AIM OF THE EXERCISE ::
Quote verbatim the lines of the entries from the one containing "[point] vanity light" through the final line, both ends included.

---

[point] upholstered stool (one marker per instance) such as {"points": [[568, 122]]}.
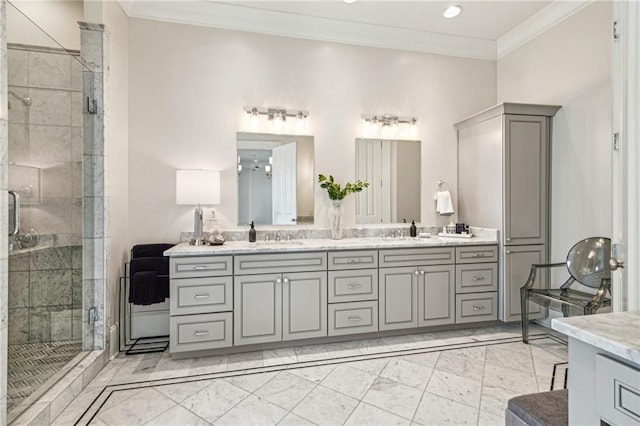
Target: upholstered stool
{"points": [[540, 409]]}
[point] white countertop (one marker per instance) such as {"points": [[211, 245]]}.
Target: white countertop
{"points": [[243, 247], [617, 333]]}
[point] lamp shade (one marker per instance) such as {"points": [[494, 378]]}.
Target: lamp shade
{"points": [[197, 187]]}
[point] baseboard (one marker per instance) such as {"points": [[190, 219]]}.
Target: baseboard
{"points": [[114, 338]]}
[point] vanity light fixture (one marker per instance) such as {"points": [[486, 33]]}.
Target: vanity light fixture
{"points": [[452, 11], [276, 120], [389, 127]]}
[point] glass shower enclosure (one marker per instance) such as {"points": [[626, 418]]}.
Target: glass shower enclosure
{"points": [[45, 145]]}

---

TASK SOLUTION ::
[point] vanity light fixture (one marker per instance) such as {"points": [[486, 33]]}.
Target: vanity light fixture
{"points": [[452, 11], [276, 120], [389, 127]]}
[point] glass shower enclosure (one marker per instance) such as {"points": [[626, 418]]}.
Target: glass shower enclosure
{"points": [[45, 145]]}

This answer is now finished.